--- READING TEXT ---
OK....I am in a relationship with a married man. I have never been involved with a married man before. I am at my wits end and need some good solid advise. Here it goes.

 

I allowed myself to get involved with a guy at work. We have known each other for over 6 years and he has been married for 18 years. We have been thru so much together and have been best friends for the most part over the last 6 years. He has never been happy in his marriage and has voiced this over the years to anyone who would listen. I never in a million years thought I would get involved with him and fall so hard in love with him.

 

About a year ago, our relationship changed from friendship to the next level. It was not planned by either one of us. When it happened, we both just clicked romantically. It was as if we has always been together. I am 42 years old and never in my life have I used the word "soul-mate" until I got involved with him.

 

I never pushed him into anything. He was always the one making me realize we were made for each other and our future was to be together. For 8 months we were stuck together like glue. It was not all about sex. (even though he was the best I ever had). He was constantly talking about our future together and he was leaving his wife. He did tell me it would be a difficult thing for him because he has been married since he was 17 years old and has never been alone. This was the only thing that concerned me. I told him I did not want him to leave his wife because of me. He had to do it for the right reasons.

 

I knew his wife well, this was also difficult for me because she considered me her friend even though we had nothing in common. I have never felt this way in my life. He was always so attentive to my wants and needs. He constantantly told me he loved me and I had his heart.

 

After mine and his friends found out about us they all told us "it's about time". Everyone but us knew we had that "chemistry". and even thought we had been involved for many years but weren't.

 

Well, about 4 months ago, we were both fired from our jobs that we had been at for many many years. We knew the reasons were because the company found out about us but they never mentioned "us" as the reason for firing. You see, I was a regional manager and he was a lead tech. I was his boss.

 

Anyway, we had discussed prior to us getting fired that if this happened, we were going to still be together. I was in the middle of having a house built and he had no place to go if he left his wife other than to another state. Our plans were to move into my house when it was built and live "happily ever after". We knew the transition would be difficult because of the dominating wife that he had. (for some reason, he actually seemed scared of his wife and she was only 5 foot tall and very petite, he is 6' 2" and a pretty tough guy. She has some hold over him.)
--- GIVEN INFORMATION ---
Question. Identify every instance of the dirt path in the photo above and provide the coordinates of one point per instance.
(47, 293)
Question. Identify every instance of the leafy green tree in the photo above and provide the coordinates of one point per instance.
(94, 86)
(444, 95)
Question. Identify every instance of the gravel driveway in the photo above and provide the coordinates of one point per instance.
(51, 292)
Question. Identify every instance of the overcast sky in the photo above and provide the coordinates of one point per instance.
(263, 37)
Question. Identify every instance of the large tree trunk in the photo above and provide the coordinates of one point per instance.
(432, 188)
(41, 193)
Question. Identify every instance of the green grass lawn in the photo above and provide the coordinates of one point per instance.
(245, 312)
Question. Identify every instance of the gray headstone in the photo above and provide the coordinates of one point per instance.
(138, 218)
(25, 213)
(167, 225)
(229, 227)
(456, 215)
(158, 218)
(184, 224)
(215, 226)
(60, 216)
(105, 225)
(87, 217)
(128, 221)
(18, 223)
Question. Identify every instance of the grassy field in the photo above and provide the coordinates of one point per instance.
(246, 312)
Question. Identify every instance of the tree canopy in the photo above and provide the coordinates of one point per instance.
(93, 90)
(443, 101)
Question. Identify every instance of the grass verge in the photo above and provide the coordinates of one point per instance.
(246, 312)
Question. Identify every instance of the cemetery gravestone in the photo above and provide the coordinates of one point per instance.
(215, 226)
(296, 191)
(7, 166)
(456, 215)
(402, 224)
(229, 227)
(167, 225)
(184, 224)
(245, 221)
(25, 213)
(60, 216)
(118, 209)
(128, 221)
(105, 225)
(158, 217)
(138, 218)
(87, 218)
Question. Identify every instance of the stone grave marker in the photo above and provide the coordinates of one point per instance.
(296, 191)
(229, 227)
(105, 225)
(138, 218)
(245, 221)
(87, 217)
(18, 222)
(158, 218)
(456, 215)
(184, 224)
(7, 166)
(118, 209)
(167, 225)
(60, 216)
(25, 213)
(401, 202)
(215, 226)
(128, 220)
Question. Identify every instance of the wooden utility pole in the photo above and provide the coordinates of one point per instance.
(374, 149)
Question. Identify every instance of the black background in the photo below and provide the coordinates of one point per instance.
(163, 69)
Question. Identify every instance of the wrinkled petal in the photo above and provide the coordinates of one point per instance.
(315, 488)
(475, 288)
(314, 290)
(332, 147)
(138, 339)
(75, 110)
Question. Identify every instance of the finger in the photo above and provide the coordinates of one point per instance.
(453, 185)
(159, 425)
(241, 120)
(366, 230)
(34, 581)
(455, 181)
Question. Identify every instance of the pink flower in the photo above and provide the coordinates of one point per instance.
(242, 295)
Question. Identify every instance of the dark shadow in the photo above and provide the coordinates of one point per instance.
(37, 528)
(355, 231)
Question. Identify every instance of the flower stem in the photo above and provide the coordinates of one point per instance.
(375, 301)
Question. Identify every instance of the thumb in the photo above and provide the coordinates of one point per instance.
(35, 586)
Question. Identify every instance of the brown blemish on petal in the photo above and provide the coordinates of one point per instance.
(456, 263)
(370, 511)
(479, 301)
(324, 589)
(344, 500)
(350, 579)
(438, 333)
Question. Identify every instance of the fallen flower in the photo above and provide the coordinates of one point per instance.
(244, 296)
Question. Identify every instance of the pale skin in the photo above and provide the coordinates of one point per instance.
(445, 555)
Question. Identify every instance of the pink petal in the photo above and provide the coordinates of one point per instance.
---
◆ INSTRUCTION
Copy the relationship post between "I knew his wife" and "years but weren't.", inclusive, and swap "attentive" for "devoted".

◆ FULL SOLUTION
I knew his wife well, this was also difficult for me because she considered me her friend even though we had nothing in common. I have never felt this way in my life. He was always so devoted to my wants and needs. He constantantly told me he loved me and I had his heart.

 

After mine and his friends found out about us they all told us "it's about time". Everyone but us knew we had that "chemistry". and even thought we had been involved for many years but weren't.